> _EXERCICES À FAIRE_:
1. D'après le texte sur les souvenirs de femmes de Mai 68, combien de femmes témoignent dans le livre ?
2. Poursuivez le texte sur les souvenirs de femmes de Mai 68 à partir de sa dernière phrase.

> _EXTRAIT À LIRE_:

▽

À l’occasion des 40 ans de Mai 68, j’ai repris ce livre qui m’avait enthousiasmée à sa sortie en 2004. Parce que dans l’actu je n’ai pas tellement vu de témoignages de femmes et que ça me manque, j’ai repris ce livre absolument génial : comme si on avait réuni ces femmes autour de nous pour nous parler de leurs souvenirs de mai 68 ...
Ce livre est un abécédaire, de la lettre «A» comme Adolescence à la lettre «V» comme Vérité ...
Il regroupe, sous cette forme originale, les témoignages de 22 femmes qui avaient entre 15 ans et 54 ans en mai 1968.
Extrait de la préface (de Michelle Perrot, historienne) : «Qu’il s’agisse de la famille ou du lycée ... ce qui ressort c’est la force des carcans et des interdits. Interdits vestimentaires (le port du pantalon n’est pas permis), sportifs (archaïsme de la «gym» des établissements de filles), professionnels et surtout sexuels... (...)
Les femmes se souviennent surtout d’un mal-être, éprouvé dans leur corps, leur couple, leurs amours, leur travail, leur tête. Un sentiment d’étouffement, de blocage, de désir d’ailleurs et d’autre chose. «Ma vie c’est de la merde, alors je suis pour le changement», «forcément» dit Luce. Changeons l’histoire, ça me changera moi...»
Extrait de témoignages :
Lettre A comme APRÈS : “Ce printemps 68, je crois que j’ai commencé à oser vivre. Et depuis, je ne me suis plus jamais arrêtée. Cela ne veut pas dire que je suis aujourd’hui quelqu’un de serein, de «zen» comme on dit, pas du tout, ce n’est pas mon style. Être heureuse ne m’empêche pas d’avoir des soucis, des moments difficiles, des angoisses, encore moins de me sentir concernée par tout ce qui se passe dans le monde. Surtout je m’autorise à être ce que je suis, forte de mon appétit de vivre et fragile en même temps ; je peux dire non à ce qui ne me convient pas, vivre avec mes contradictions, me sentir libre dans ma vie de couple. En somme, je me sens bien une fille de Mai 68.” (Chantal)

△

> _JEU DE DONNÉES_:
▽

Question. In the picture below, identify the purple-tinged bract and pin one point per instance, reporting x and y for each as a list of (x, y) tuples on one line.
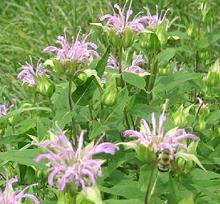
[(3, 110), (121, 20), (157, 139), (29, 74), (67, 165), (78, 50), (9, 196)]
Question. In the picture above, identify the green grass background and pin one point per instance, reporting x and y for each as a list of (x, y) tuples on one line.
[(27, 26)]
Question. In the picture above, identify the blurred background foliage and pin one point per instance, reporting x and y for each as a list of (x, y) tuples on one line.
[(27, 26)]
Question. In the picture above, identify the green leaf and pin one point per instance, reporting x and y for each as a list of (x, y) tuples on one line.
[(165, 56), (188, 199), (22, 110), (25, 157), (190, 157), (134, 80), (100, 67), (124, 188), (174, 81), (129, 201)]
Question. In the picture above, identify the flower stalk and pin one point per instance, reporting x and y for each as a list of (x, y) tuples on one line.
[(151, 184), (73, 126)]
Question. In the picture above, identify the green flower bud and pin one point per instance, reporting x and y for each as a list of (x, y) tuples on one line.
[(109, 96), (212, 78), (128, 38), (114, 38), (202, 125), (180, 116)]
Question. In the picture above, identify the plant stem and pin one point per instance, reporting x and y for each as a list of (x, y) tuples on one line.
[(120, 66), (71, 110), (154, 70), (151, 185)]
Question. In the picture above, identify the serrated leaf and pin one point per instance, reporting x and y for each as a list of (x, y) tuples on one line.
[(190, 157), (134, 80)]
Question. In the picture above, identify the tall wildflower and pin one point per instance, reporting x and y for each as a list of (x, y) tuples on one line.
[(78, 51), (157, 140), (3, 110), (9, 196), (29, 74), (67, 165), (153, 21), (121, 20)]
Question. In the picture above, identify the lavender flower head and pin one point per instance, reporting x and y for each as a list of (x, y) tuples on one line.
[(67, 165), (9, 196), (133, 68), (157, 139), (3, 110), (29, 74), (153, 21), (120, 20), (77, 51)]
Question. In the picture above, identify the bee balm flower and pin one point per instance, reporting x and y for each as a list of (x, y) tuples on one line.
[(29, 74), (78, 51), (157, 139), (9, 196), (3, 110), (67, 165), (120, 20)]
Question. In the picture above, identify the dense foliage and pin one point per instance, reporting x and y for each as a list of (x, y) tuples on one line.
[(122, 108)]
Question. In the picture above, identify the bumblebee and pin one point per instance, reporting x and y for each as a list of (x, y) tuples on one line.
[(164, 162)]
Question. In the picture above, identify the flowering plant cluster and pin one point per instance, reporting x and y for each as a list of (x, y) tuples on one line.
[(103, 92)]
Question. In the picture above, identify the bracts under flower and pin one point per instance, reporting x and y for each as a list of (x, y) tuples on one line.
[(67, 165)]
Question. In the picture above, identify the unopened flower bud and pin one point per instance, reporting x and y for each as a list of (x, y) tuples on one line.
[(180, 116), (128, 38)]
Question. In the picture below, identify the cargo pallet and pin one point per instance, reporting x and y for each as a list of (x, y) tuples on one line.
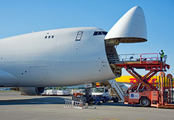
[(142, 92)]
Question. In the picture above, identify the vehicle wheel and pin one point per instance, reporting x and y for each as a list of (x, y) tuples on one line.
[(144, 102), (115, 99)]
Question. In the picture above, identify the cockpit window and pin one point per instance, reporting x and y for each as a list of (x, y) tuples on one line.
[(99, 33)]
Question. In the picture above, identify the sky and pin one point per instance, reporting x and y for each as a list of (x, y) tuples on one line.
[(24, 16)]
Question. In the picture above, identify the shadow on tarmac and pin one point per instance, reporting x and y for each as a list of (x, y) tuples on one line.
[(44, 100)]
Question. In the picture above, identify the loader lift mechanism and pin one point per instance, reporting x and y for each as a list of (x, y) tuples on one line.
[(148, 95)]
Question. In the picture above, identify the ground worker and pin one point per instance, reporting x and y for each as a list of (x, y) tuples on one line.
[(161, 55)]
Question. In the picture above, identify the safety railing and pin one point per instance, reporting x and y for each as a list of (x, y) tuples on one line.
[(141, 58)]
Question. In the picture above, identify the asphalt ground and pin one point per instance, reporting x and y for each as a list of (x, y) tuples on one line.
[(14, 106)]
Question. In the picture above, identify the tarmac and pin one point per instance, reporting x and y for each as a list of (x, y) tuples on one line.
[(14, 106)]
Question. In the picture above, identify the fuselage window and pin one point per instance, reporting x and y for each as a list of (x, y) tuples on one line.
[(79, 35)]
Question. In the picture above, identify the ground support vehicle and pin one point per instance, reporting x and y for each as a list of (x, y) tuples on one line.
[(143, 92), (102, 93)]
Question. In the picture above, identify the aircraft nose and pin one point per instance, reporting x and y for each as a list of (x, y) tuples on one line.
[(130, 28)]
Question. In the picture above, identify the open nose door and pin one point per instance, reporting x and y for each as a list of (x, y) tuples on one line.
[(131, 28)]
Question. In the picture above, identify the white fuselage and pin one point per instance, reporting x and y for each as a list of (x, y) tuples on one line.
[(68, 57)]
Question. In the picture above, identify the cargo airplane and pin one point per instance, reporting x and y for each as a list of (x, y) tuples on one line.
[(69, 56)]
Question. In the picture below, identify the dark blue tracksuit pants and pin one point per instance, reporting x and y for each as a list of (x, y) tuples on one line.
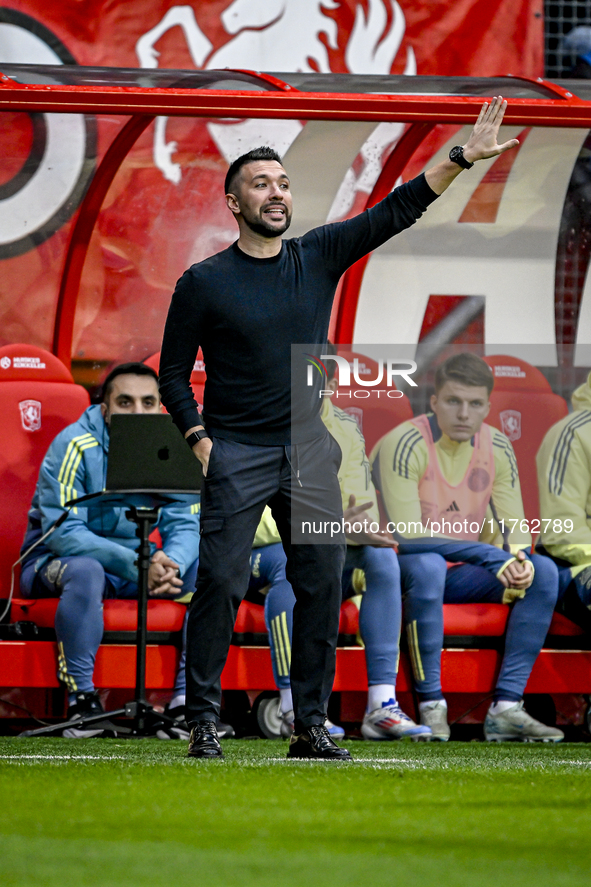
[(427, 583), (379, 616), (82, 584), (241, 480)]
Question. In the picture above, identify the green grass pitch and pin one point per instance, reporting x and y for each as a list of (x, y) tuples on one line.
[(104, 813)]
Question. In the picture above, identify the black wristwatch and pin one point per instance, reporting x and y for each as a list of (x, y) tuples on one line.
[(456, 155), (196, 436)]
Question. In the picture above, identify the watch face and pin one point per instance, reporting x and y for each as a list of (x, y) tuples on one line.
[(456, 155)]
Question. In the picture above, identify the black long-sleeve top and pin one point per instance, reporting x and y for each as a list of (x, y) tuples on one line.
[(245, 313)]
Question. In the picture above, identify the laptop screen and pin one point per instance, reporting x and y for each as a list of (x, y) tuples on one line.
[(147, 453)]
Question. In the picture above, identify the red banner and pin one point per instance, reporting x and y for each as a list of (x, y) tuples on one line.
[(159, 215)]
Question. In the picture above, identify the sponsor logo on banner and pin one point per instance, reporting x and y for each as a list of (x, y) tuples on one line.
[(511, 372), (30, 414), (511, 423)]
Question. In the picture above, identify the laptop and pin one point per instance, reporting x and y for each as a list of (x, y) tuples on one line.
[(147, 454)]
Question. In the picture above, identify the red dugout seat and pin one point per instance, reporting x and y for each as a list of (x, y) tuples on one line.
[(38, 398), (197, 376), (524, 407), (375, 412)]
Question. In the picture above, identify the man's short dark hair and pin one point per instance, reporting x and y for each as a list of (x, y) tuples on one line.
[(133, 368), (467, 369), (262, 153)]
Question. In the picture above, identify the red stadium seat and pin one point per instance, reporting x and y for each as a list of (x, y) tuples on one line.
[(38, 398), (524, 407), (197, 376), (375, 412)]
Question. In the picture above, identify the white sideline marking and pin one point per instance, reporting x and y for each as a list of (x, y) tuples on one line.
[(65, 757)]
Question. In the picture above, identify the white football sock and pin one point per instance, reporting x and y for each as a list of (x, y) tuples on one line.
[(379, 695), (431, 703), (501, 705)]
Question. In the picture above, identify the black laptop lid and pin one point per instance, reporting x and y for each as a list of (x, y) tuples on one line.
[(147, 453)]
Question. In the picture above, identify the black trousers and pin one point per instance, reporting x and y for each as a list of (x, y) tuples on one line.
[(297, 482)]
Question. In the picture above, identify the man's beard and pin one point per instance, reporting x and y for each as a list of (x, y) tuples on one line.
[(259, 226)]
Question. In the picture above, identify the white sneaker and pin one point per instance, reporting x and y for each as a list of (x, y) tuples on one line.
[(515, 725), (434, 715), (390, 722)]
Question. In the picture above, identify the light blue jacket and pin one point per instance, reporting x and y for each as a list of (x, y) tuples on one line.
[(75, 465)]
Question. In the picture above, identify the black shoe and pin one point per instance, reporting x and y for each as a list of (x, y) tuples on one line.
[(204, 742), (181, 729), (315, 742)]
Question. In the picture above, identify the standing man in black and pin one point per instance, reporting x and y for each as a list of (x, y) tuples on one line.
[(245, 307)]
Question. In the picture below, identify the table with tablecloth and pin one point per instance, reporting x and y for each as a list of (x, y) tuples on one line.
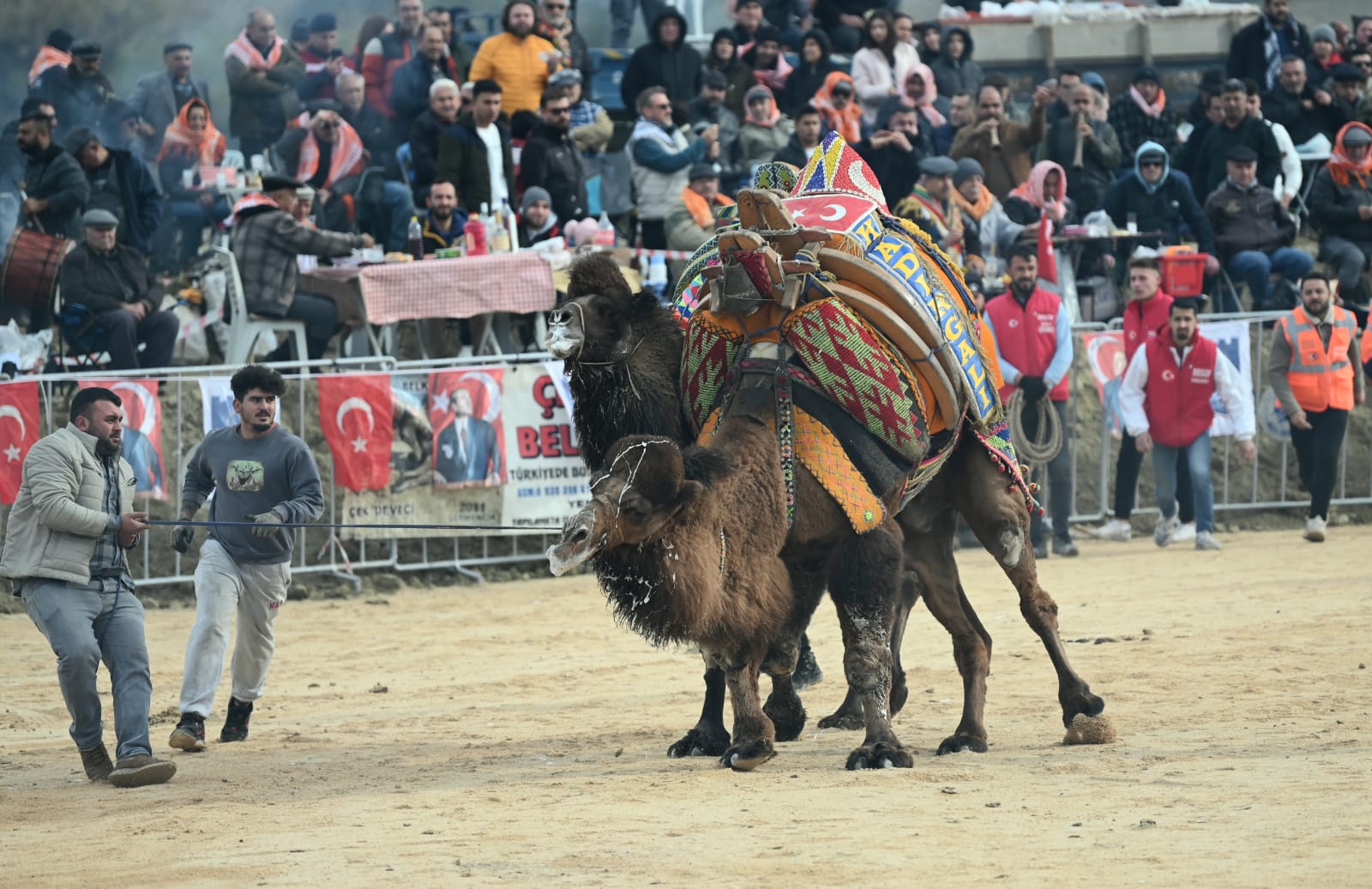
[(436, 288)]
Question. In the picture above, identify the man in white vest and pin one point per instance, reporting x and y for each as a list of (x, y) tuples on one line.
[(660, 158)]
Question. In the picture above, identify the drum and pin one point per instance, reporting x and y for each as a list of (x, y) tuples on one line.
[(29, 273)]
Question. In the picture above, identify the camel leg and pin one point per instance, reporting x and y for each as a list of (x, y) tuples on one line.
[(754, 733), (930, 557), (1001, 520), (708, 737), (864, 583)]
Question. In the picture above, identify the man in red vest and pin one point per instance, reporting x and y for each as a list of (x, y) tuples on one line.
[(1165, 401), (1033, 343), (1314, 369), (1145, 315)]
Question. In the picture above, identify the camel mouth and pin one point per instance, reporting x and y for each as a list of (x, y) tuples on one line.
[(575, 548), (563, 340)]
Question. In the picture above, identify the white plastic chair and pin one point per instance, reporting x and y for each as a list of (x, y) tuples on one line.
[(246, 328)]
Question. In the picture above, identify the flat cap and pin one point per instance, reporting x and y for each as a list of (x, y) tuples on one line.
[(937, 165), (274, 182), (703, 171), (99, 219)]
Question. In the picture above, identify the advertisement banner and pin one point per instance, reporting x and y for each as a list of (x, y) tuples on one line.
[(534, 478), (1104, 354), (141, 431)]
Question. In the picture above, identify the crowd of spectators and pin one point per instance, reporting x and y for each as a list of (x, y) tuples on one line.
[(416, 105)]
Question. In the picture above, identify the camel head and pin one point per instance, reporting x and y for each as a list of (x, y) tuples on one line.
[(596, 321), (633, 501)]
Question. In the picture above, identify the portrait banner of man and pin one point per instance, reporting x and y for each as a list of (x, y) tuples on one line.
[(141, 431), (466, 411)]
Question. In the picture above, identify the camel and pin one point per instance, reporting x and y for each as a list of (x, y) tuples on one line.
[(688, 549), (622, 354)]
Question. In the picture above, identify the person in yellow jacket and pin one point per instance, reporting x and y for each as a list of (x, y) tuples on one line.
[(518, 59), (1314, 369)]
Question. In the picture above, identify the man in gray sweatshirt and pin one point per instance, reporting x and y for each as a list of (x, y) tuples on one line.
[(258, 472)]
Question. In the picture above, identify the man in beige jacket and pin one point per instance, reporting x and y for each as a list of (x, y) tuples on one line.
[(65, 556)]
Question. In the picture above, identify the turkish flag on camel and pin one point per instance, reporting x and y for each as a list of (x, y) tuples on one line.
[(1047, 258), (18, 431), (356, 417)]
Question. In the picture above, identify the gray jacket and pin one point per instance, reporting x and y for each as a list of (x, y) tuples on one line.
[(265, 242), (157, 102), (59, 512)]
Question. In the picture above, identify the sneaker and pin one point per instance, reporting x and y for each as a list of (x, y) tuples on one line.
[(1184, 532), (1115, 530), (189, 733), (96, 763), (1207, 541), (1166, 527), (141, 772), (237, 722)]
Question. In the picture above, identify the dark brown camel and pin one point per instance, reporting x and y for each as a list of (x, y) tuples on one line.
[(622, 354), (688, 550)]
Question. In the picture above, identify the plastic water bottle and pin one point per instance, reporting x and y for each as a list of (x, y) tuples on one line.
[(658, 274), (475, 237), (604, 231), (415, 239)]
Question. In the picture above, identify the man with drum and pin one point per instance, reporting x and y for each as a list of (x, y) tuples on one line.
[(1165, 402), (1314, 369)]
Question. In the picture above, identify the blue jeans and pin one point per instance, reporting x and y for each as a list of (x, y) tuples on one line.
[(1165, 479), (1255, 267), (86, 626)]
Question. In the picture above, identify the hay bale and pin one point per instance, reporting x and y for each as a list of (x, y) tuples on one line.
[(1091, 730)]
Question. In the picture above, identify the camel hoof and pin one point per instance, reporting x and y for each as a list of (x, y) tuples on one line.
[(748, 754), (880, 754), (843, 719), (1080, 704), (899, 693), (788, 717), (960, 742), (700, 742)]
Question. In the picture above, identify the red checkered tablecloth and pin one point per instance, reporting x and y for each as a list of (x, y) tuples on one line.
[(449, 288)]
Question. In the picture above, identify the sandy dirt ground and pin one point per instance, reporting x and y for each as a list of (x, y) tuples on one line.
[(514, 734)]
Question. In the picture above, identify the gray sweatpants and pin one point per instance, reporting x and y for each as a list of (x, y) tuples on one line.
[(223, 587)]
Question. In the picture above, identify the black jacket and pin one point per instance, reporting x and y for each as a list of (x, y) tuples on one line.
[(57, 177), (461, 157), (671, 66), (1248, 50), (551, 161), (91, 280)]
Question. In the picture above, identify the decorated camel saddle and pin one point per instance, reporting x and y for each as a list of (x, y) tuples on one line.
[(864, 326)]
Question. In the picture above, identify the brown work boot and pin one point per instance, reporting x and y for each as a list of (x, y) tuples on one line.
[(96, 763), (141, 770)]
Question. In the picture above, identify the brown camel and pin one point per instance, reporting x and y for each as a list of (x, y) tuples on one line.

△

> _RÉPONSES AUX EXERCICES_:
1. Vingt-deux femmes.

2.
A comme AVANT : “Avant c’était l’autorité. L’AUTORITÉ ! Elle seule, parfois. ” (Julietta)
E comme ENFANT : “En 68 j’avais 54 ans et mon fils 20. La différence avec les générations précédentes c’est que si je n’étais pas toujours d’accord avec lui je l’écoutais. J’acceptais comme mère d’être secouée sur mes bases. Mon garage était devenu un lieu de fabrication de banderoles. Les garçons qui venaient étaient adorables avec moi, polis, respectueux. Je pense que j’étais pour eux un havre de paix. Je voyais le très beau côté de ce qu’ils faisaient, ils allaient plus loin que moi.” (Simone)
P comme PAROLE : “Prendre la parole en public dans les réunions c’était très difficile. J’ai remarqué que les femmes la prenaient beaucoup moins que les hommes. C’était à la fois révoltant et infériorisant. Bien plus tard j’ai réussi à la prendre : une petite victoire.” (Christine)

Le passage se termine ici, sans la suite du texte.